## Set problem
Copy everything in the listing below word for word, apart from any images.
────────────────
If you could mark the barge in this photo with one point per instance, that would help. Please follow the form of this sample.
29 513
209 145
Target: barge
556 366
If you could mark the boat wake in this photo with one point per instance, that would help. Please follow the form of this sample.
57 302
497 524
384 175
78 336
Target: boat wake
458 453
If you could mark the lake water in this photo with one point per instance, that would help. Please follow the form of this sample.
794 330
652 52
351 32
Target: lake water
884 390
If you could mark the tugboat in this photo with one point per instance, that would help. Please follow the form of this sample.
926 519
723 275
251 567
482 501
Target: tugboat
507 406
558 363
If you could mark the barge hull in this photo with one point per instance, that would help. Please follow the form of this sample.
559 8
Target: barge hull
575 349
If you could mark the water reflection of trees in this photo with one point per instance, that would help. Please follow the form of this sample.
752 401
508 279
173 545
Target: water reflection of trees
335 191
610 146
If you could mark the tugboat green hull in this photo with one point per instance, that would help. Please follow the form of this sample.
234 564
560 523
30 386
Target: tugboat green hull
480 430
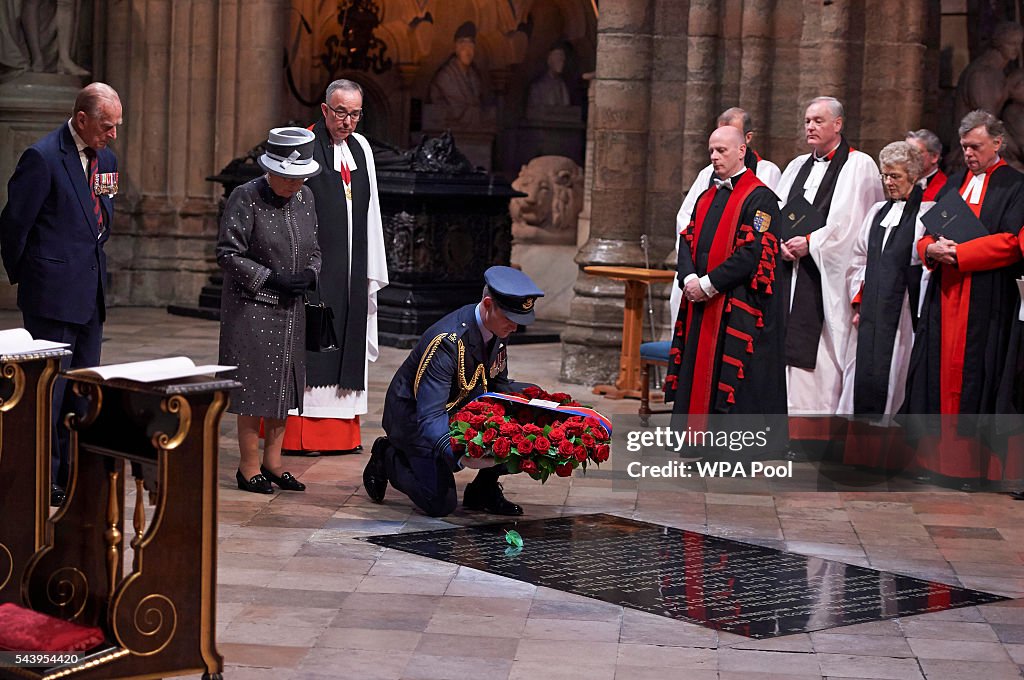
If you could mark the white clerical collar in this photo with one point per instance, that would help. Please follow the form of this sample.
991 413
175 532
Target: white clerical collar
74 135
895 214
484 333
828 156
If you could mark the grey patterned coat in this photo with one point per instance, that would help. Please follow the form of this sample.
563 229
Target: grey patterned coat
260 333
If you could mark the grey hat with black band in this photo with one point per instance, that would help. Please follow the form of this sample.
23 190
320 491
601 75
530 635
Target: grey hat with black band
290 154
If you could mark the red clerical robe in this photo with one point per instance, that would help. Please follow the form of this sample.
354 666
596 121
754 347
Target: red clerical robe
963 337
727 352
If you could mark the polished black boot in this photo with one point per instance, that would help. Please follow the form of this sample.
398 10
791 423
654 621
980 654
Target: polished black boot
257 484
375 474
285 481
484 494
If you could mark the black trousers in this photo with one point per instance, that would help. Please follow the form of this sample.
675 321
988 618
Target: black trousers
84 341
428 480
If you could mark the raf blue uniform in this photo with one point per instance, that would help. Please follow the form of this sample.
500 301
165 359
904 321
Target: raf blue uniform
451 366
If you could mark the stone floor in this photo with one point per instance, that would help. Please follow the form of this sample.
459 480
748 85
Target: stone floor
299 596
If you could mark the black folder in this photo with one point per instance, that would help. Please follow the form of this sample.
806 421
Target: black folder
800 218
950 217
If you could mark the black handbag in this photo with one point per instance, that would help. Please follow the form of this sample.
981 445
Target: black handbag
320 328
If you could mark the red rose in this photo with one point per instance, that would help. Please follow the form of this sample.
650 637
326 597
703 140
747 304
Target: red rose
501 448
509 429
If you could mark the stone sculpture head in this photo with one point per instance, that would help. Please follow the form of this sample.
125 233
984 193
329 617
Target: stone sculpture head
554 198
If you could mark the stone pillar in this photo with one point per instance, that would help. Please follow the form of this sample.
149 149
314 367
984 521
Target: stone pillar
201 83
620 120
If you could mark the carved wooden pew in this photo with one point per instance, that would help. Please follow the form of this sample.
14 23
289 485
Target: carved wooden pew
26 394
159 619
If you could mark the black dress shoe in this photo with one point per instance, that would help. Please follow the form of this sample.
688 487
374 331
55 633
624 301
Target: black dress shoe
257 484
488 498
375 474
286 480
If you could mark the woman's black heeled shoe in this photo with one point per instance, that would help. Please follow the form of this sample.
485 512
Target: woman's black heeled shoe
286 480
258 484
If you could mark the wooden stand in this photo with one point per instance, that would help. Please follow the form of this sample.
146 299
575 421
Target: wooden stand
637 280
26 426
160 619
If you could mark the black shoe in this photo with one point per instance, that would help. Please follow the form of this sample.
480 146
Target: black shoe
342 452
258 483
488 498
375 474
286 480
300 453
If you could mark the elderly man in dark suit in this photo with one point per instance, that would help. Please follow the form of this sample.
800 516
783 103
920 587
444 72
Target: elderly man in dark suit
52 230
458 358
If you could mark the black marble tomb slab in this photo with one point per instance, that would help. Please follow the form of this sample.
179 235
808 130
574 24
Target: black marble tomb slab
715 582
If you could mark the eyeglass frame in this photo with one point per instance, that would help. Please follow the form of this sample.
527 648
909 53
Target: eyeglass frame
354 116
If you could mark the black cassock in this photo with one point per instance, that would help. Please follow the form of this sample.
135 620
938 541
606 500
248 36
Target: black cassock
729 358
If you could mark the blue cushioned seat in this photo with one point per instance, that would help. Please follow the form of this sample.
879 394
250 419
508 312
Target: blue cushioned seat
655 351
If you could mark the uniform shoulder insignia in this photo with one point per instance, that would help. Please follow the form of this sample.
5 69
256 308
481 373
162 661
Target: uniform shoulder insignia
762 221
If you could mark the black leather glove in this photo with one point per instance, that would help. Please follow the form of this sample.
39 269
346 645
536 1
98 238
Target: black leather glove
────────────────
## Response to this task
If you could mark the barge in this photo with one point per instance, that would help. Please follow the form of this sample.
29 513
209 145
Target: barge
556 366
If you could mark the boat wake in this photo with one point per instance, that would help. Please follow the form of this sample.
57 302
497 524
384 175
78 336
Target: boat wake
458 453
If you could mark the lake water in this photo with one point per instance, that would help. Please follow the form of this sample.
794 330
652 52
351 32
Target: lake water
884 390
If you could mark the tugboat in this photo with one point per instance, that would help. Please follow the form of this sample.
926 519
723 275
251 567
482 501
Target: tugboat
507 406
558 363
If you could mark the barge hull in this photo with one point per instance, that would help. Please follow the form of this sample.
559 8
Target: barge hull
575 349
If you could mark the water reflection of trees in this photo with one point per instance, that would help. Please follow the form of this sample.
752 401
508 279
173 545
Target: water reflection of trees
335 191
610 146
If you could mark the tugboat green hull in this photo with one point per instance, that would help. Please follow the form of this sample.
234 564
560 523
30 386
Target: tugboat green hull
480 430
If you could mark the white clerical collar in this photo with one point per instance, that would help. Please follow the form of this sample.
991 413
175 532
Target: white clerical collar
74 135
895 214
484 333
828 156
If you could mark the grey patterned coat in this photo with one point per instance, that would help. Please follow the form of this sample.
563 229
Target: grey patterned coat
260 333
If you could mark the grey hat with black band in this photo with one point per instance, that would help. Please follow the form of this sample.
23 190
320 491
601 75
530 635
Target: grey hat with black band
290 154
If you could mark the red clerical robe in this photo with one point per instance, that would help. Please follow the form of this sample.
354 666
596 121
754 347
Target: red clerical robe
963 337
727 352
If you could mark the polished black boot in this photo with one point per instance, that would help. Please follow the form of this sample.
398 10
791 423
654 621
980 654
Target: polished black boot
257 484
375 474
285 481
484 494
If you could mark the black trousers in this photo with one point per instance, that would help. Please follow the form of this sample.
675 321
988 618
Target: black trousers
84 341
428 480
If you could mark the raf blue uniform in this photo with one point per instance, that would help. Please follow the form of this sample.
500 301
165 359
904 321
Target: raf blue uniform
451 366
If you could mark the stone floor in this photo with one point per instance, that would help. Please follow the form of this sample.
459 480
748 85
Target: stone floor
299 596
If you could mark the black folder in this photo with one point per instance, that would help. Please follow the form of this sample.
806 421
Target: black folder
800 218
950 217
If you could mark the black handbag in this photo with one point per instance, that would help. Please follow the form of this sample.
981 445
Target: black handbag
320 328
If you could mark the red rose in this photo with one point per instance, that would help. Please follow the form of this sample.
650 637
326 597
703 140
747 304
Target: red rose
501 448
509 429
If you could mark the stone sculpture head in this photo with one point per instance, that would help. Please follow the form of this sample.
125 233
984 193
329 617
Target: stone sculpture head
554 198
If you could mark the stone pillar in this photo with one point per instance, that would help. Please follow the form of this sample.
149 149
314 367
984 521
Target: stone pillar
201 83
620 120
If you could mark the carved wooden pew in this photo with one point per instance, that would help. Please follow the form of this sample.
14 23
289 485
Target: carved wooden pew
26 394
159 619
If you could mark the black dress shoe in this photo with one point per instance, that would help. Please follow the form of this sample.
688 487
374 331
55 633
624 301
Target: black dress shoe
257 484
488 498
375 474
286 480
If you could mark the woman's black heeled shoe in this photo with one point per instance, that would help. Please follow the form of this sample.
485 512
Target: woman's black heeled shoe
286 480
258 484
If you could mark the wooden stand in this photo with one point per instance, that would help. Please follow the form of this sample.
146 299
575 421
Target: wooden stand
637 280
26 426
160 619
If you could mark the black shoe in this photo with one point per instance, that would help. Please follow the form of this sample.
480 146
Target: black shoe
342 452
258 483
488 498
375 474
286 480
300 453
If you could mark the elderly man in dark suit in this photo with one point per instance, that would help. Please follow the form of this sample.
800 516
783 103
920 587
444 72
Target: elderly man in dark suit
52 230
458 358
If you could mark the black marble tomb slab in this photo with one point per instance, that would help. Please follow the form of this sample.
179 235
808 130
574 24
Target: black marble tomb slab
715 582
If you could mark the eyeglass frame in this photo with one point per instance, that would help. Please follow the form of this sample.
527 648
909 53
Target: eyeglass frame
354 116
If you could mark the black cassock in this photo with one point per instance, that would help. Please follow the form of this sample.
135 620
938 541
606 500
248 36
Target: black cassock
729 358
If you could mark the blue cushioned seat in this photo with one point per instance, that would help. Please follow the form of this sample.
879 394
250 419
508 312
Target: blue cushioned seat
655 351
If you could mark the uniform shoulder insignia in this photo with one point per instance, that would help. Please follow the form of this sample.
5 69
256 308
481 373
162 661
Target: uniform shoulder insignia
762 221
If you could mark the black leather glove in this photo with one point per instance, that would help. Please follow the form of this sample.
39 269
346 645
536 1
98 238
Target: black leather glove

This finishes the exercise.